## YOUR TASK
In the records below, begin at the line containing "positive clicks: (628, 765)" and end at the line containing "box: [0, 589, 116, 720]"; quote every line in that span exactly, including both boundary lines, and no others.

## DATA FOR PROCESSING
*** Block opens ***

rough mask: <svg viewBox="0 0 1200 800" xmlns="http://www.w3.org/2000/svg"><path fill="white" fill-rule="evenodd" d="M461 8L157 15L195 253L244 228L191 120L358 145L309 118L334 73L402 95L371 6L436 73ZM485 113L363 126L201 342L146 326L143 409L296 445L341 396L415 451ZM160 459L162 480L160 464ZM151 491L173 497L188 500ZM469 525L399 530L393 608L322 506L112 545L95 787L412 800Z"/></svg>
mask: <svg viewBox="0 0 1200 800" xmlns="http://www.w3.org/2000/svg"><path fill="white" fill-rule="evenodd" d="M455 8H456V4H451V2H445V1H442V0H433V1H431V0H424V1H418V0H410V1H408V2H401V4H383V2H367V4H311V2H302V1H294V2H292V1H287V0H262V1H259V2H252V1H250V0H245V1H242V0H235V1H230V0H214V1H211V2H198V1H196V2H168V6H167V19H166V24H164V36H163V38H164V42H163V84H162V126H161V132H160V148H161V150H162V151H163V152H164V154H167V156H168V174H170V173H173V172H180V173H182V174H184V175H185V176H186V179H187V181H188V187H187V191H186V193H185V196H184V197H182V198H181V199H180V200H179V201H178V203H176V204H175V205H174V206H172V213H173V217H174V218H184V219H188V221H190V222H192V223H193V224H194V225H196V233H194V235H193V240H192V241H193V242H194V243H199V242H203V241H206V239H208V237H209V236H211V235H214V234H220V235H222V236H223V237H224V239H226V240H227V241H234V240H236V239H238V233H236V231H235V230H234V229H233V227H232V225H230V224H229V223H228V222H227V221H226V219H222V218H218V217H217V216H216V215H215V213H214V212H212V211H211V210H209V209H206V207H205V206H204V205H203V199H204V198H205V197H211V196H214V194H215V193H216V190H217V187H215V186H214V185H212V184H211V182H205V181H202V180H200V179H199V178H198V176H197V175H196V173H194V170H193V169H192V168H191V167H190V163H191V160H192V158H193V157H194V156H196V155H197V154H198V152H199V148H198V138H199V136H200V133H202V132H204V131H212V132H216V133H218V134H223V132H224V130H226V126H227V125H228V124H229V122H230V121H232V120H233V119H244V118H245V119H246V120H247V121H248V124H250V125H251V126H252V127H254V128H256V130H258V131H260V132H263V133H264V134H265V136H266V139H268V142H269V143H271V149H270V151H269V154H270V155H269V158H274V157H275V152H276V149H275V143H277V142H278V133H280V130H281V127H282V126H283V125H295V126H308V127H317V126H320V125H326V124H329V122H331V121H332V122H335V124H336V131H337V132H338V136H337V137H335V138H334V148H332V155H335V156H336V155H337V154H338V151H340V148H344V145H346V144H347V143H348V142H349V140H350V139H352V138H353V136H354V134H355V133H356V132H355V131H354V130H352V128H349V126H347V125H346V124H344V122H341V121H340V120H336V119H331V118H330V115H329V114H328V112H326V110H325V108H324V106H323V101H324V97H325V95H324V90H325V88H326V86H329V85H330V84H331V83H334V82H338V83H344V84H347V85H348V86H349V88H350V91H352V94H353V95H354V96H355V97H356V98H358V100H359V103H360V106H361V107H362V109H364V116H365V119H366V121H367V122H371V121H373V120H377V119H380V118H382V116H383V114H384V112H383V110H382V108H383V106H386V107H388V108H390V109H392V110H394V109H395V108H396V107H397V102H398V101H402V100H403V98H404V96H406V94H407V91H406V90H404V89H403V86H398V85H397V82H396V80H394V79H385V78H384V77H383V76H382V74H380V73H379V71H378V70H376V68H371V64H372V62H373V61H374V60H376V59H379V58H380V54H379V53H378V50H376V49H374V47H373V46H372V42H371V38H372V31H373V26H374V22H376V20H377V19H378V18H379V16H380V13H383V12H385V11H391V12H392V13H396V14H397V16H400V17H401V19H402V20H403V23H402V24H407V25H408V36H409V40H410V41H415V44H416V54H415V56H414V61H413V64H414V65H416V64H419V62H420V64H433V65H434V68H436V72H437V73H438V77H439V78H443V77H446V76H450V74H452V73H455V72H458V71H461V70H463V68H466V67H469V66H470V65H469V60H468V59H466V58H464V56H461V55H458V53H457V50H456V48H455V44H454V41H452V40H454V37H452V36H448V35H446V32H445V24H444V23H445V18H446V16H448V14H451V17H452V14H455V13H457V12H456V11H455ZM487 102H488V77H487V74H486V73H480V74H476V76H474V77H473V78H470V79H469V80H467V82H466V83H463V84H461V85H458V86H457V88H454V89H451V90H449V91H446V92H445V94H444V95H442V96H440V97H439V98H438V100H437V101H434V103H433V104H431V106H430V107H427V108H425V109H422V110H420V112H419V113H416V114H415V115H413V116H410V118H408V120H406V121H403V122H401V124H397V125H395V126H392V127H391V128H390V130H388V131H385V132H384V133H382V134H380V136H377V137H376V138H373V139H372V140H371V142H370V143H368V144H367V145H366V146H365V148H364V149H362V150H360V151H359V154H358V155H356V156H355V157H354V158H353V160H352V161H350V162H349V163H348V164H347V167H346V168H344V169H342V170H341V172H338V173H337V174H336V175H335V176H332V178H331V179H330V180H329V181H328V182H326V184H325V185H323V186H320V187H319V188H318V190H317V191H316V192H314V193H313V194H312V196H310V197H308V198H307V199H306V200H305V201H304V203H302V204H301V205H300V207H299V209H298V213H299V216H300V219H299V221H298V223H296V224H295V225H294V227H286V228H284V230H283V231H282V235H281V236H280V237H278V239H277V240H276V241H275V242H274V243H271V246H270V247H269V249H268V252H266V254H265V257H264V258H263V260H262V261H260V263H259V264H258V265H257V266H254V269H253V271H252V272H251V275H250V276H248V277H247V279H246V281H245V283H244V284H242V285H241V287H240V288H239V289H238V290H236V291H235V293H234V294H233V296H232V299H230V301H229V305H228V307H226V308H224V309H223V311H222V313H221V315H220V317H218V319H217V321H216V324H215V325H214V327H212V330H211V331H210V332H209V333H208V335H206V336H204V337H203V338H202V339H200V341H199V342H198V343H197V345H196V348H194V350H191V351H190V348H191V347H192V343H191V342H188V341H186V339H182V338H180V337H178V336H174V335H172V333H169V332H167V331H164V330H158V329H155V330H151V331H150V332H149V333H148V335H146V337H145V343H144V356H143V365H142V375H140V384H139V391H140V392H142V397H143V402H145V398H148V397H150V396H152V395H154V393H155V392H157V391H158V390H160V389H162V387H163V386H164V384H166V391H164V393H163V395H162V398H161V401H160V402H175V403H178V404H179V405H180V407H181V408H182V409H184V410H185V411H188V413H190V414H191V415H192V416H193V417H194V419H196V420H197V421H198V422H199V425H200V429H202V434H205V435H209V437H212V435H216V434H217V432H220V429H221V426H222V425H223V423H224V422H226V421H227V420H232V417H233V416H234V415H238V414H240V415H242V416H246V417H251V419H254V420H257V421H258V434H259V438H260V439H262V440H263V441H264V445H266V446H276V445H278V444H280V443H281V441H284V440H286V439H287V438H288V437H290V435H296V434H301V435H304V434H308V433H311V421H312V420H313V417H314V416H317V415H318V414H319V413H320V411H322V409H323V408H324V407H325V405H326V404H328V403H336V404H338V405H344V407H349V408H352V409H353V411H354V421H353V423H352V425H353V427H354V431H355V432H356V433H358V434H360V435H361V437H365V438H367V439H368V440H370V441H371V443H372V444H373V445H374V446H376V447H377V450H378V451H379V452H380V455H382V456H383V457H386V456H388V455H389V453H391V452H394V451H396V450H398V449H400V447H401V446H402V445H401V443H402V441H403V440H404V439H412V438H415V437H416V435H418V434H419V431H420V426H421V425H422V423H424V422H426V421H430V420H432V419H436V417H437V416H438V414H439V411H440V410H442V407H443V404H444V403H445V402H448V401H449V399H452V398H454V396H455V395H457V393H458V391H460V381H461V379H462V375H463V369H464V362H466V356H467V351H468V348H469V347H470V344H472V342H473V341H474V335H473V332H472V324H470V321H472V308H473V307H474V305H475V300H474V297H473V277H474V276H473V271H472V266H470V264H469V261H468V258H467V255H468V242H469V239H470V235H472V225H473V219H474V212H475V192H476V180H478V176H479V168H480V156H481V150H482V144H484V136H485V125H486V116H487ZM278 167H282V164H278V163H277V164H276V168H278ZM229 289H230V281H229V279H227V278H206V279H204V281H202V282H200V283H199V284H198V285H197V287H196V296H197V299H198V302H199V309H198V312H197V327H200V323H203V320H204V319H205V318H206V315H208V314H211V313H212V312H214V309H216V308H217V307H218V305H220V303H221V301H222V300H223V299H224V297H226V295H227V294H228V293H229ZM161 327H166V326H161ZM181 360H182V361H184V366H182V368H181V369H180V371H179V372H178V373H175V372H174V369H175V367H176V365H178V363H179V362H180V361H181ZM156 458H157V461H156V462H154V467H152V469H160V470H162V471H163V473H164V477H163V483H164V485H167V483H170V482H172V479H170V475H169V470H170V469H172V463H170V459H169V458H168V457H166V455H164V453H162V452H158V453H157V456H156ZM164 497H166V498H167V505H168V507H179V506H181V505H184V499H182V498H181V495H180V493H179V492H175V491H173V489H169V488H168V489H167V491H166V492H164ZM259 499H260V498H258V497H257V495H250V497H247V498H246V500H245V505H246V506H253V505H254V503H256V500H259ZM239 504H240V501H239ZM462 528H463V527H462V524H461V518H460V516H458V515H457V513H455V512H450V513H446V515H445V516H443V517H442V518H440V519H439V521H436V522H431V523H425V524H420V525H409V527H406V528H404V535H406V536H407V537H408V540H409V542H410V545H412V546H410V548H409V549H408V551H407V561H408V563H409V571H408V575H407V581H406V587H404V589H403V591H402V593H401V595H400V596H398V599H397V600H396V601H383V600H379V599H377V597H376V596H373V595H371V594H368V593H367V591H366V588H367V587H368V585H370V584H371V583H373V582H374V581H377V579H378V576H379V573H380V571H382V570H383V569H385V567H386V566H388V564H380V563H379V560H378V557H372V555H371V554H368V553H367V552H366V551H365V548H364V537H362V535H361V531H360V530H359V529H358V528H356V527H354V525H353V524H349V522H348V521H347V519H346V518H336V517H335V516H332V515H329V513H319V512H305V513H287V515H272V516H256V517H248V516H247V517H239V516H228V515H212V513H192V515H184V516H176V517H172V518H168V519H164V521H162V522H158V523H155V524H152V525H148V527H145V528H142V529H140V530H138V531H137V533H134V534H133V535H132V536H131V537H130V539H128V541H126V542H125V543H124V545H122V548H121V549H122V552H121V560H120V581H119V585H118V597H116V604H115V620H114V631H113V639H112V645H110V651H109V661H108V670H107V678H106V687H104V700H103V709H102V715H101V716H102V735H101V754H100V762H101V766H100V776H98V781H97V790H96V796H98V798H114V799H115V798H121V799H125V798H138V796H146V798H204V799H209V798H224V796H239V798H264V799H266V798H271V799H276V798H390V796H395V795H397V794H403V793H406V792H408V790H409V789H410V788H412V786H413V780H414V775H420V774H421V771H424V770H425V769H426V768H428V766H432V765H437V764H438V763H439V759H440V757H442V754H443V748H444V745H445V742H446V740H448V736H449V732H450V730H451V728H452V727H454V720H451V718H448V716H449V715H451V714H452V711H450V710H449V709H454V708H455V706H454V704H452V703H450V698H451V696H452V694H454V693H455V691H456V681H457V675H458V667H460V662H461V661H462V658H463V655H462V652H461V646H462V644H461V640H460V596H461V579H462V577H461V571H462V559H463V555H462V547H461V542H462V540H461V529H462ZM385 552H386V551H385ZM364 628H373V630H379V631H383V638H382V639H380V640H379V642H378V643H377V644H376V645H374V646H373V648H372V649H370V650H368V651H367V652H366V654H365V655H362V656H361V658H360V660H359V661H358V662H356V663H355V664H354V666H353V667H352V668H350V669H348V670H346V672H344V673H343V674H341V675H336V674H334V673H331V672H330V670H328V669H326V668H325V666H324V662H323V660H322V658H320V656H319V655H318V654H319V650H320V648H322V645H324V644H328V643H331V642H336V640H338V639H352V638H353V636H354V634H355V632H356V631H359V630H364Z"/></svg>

*** Block closes ***
*** Block opens ***

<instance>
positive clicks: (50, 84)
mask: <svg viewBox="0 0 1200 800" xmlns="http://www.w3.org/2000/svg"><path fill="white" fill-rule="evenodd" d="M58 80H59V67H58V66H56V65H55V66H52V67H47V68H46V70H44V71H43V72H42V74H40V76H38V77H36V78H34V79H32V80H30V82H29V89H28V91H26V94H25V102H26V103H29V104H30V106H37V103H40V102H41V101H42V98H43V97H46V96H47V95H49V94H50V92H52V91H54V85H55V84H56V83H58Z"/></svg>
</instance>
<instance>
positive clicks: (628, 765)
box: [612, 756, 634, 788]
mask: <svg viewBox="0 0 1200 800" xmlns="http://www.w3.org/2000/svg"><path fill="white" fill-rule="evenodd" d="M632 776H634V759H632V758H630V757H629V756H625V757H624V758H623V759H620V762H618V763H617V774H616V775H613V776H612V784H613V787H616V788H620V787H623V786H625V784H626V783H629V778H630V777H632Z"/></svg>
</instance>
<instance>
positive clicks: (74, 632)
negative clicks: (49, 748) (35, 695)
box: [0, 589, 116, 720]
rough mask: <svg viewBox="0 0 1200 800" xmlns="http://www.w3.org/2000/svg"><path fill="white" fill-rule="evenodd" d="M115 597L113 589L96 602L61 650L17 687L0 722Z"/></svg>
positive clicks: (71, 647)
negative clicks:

*** Block closes ***

## RESULT OF THIS EXERCISE
positive clicks: (628, 765)
box: [612, 756, 634, 788]
mask: <svg viewBox="0 0 1200 800" xmlns="http://www.w3.org/2000/svg"><path fill="white" fill-rule="evenodd" d="M632 776H634V759H632V758H630V757H629V756H625V757H624V758H623V759H620V762H618V763H617V774H616V775H613V776H612V784H613V787H616V788H620V787H623V786H625V784H626V783H629V778H630V777H632Z"/></svg>
</instance>
<instance>
positive clicks: (74, 632)
negative clicks: (49, 748) (35, 695)
box: [0, 589, 116, 720]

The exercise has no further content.